Cela nous mène à la situation d’aujourd’hui.

La question de la darija

Ce qui vient d’être dit pour les contacts entre langues berbères et français vaut partiellement pour ceux entre arabe officiel et dialectal, avec comme différence importante que dans les grandes zones où le français était et demeure langue de travail pour une bonne part de population musulmane (Alger, Oran, Casablanca, Rabat), cet arabe dialectal s’est imprégné d’un très important vocabulaire français, et qu’un français populaire s’est également répandu. À l’époque coloniale, le français standard a touché la minorité musulmane scolarisée, en général issue de l’élite sociale. Après les indépendances, la période de « la grande coopération », qui a duré 15 à 20 ans, a diffusé le français dans une proportion croissante de la population jusqu’à l’arabisation de l’école publique.

Cette arabisation a nui non seulement au français mais aussi à l’arabe. Précisons que je parle ici de l’arabe officiel, qui n’est pas très défini, mais est en pratique l’arabe standard, dit aussi « arabe littéraire simplifié ». Cet arabe standard est très différent de l’arabe populaire que nous avons évoqué ci-dessus, notamment Maroc ou à Alger, du fait de l’éloignement géographique et historique du berceau de la langue, et surtout de son mélange avec le berbère et le français. Donc l’enseignement se fait dans une langue qui n’est pas parlée mais seulement lue et écrite, et cela uniquement par la partie de la population qui a eu une scolarité suffisante. Par ailleurs une grande partie de l’administration et la très grande majorité des entreprises fonctionne en français. Bref il y a un fossé entre le rôle théorique de l’arabe et son rôle réel.

________________

Poursuivez le texte sur la darija et l'arabisation au Maghreb en reprenant juste après sa dernière phrase.

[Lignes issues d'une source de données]
________________

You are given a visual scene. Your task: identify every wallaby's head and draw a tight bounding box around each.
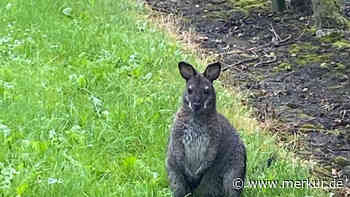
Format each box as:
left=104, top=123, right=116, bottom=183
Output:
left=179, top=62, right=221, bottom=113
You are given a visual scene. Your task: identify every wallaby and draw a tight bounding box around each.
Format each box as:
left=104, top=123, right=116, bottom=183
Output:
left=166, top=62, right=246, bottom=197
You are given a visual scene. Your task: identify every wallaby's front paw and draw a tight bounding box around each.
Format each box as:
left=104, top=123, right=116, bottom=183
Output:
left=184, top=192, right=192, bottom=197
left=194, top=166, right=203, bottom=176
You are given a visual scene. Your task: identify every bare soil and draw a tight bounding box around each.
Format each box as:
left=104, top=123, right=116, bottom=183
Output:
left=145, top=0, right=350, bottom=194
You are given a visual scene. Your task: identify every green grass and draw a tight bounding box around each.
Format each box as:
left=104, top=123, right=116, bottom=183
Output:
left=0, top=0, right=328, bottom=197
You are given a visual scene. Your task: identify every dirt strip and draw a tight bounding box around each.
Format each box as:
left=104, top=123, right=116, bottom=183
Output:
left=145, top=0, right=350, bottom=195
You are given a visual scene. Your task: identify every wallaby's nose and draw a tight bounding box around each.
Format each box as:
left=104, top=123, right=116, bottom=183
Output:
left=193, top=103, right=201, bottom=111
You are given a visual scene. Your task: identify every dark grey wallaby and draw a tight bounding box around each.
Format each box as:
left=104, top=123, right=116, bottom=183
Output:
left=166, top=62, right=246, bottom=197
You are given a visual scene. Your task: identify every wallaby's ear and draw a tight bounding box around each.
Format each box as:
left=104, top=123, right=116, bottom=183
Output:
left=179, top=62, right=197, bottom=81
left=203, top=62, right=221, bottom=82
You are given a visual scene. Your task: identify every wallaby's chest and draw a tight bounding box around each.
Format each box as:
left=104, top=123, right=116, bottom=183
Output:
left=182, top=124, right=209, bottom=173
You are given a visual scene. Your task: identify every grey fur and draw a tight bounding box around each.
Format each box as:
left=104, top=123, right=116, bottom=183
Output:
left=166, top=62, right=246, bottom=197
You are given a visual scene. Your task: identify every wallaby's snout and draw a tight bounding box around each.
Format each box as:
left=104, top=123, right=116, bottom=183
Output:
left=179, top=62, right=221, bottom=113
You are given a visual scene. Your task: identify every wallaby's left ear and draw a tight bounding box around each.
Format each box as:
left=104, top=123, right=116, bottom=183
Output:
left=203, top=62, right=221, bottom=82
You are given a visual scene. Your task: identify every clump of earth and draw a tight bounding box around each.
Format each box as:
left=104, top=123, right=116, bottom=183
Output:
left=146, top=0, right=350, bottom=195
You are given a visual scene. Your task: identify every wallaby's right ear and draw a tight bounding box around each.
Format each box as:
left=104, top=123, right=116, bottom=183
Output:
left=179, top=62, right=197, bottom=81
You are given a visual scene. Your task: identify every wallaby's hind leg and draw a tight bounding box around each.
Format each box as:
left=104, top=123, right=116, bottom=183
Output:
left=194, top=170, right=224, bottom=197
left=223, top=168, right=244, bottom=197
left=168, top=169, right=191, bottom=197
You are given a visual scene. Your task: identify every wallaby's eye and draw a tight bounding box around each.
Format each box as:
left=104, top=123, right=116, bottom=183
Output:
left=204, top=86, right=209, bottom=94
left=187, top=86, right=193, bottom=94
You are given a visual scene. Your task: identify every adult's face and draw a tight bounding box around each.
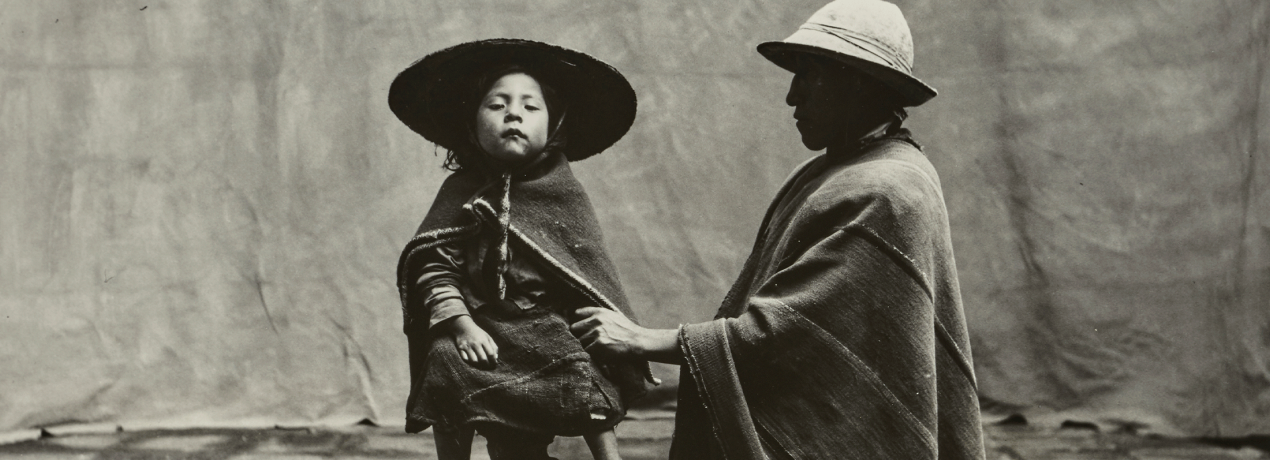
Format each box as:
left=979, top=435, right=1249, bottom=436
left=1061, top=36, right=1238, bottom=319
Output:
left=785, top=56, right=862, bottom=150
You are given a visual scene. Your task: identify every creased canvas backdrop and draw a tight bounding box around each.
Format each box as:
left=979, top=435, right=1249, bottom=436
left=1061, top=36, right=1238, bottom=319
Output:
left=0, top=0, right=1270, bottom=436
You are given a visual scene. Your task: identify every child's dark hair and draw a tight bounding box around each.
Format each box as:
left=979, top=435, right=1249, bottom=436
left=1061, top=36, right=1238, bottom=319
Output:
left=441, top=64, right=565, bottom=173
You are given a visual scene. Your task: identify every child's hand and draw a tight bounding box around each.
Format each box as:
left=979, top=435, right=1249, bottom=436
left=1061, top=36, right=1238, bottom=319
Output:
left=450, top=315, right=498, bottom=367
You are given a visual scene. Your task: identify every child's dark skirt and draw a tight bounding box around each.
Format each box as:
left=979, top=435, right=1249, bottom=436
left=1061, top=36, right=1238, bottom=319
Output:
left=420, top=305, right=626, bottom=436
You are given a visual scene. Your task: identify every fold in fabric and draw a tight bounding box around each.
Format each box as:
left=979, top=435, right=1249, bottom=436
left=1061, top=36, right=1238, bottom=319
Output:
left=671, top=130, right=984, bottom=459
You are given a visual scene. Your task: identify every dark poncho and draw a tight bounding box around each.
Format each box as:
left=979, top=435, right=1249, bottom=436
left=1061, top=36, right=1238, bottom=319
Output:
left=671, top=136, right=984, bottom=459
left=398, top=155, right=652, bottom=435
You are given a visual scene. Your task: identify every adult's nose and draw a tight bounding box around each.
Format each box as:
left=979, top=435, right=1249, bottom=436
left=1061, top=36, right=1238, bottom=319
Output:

________________

* **Réponse finale**:
Ce fossé est de plus en plus comblé par l’arabe dialectal ou « darija » (« ce que je parle »). C’est la principale langue utilisée à l’oral, à côté des langues berbères dans leurs régions respectives, et du français dans le haut la pyramide sociale ou certaines situations professionnelles. C’est celle de la radio et d’une part croissante de la télévision pour les émissions autres que religieuses. Elle est en train d’investir l’écrit, transcrite en caractères latins ou arabes, tant dans les appareils électroniques, et en particulier les téléphones portables, que dans la presse populaire. Et, ce 30 décembre 2015, la femme du roi du Maroc vient de l’utiliser en public, ce qui est « une première ».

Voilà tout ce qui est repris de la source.